— BEGIN PROVIDED DATA —

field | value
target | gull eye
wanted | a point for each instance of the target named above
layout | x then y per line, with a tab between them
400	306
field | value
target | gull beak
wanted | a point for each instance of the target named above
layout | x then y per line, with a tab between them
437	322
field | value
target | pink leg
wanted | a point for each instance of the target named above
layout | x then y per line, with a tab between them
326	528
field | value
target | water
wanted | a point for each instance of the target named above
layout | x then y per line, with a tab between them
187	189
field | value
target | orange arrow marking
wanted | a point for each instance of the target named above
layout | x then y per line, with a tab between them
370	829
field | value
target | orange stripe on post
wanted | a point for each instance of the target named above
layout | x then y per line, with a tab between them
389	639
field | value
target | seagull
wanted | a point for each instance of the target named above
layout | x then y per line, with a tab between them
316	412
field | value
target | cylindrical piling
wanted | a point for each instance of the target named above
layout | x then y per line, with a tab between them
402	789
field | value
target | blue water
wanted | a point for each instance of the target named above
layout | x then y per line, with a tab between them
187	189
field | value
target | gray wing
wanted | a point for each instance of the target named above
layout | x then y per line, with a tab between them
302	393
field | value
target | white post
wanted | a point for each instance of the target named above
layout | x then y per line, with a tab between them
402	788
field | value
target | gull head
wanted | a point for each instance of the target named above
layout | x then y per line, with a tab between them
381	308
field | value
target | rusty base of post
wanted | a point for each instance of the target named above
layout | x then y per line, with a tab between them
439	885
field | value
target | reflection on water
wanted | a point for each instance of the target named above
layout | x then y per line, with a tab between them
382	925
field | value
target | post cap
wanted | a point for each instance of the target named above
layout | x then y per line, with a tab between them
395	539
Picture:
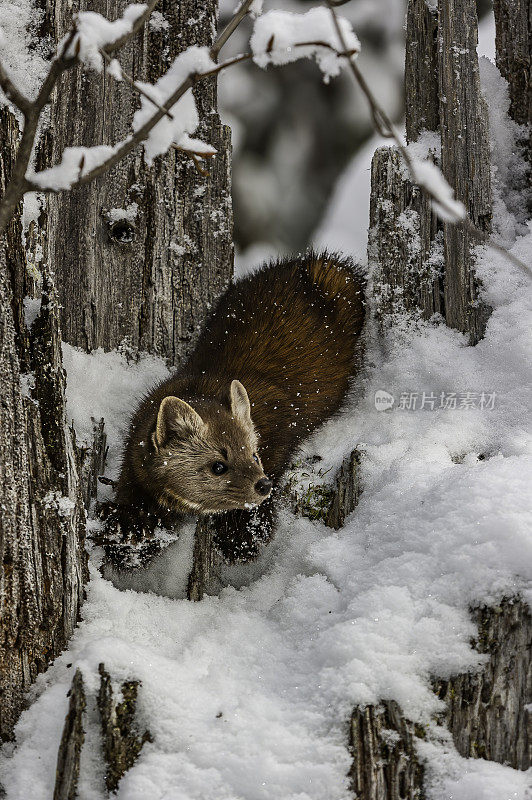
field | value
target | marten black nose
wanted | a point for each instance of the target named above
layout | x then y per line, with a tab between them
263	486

— END PROVIDED DATA —
— BEGIN PROVIDED DATA —

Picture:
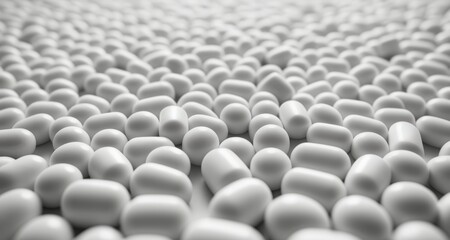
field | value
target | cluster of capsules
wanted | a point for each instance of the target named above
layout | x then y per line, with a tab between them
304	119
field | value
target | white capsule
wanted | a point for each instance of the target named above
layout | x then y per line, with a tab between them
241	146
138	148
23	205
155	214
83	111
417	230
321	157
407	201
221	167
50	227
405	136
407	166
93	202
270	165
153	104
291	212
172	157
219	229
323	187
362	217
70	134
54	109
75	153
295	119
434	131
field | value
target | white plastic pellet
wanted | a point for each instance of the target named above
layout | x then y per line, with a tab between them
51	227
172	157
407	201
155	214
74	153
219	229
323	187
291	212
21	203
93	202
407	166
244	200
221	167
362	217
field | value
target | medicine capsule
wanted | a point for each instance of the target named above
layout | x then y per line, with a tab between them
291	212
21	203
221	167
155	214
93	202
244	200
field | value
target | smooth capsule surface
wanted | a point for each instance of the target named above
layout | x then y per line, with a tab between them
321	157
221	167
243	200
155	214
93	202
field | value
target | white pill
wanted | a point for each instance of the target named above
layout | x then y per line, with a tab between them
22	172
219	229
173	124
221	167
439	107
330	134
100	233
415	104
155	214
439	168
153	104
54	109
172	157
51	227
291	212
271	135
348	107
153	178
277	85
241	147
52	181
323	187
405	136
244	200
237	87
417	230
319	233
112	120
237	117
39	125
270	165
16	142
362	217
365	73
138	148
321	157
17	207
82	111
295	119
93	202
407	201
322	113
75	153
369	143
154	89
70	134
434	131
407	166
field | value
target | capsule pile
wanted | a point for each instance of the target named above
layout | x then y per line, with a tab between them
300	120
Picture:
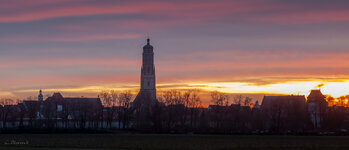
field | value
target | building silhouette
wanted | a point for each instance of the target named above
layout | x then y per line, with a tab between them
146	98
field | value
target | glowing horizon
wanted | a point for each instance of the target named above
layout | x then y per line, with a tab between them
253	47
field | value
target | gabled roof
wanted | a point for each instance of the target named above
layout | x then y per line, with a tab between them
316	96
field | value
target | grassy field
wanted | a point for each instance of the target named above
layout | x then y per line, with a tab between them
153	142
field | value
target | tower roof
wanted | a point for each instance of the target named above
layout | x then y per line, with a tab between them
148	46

— END PROVIDED DATA —

-- GOAL --
Identify each line of the items above that contains the string "white" and copy those lines out in full.

-- EXPECTED ANSWER --
target | white post
target | white capsule
target | white plastic pellet
target | white pill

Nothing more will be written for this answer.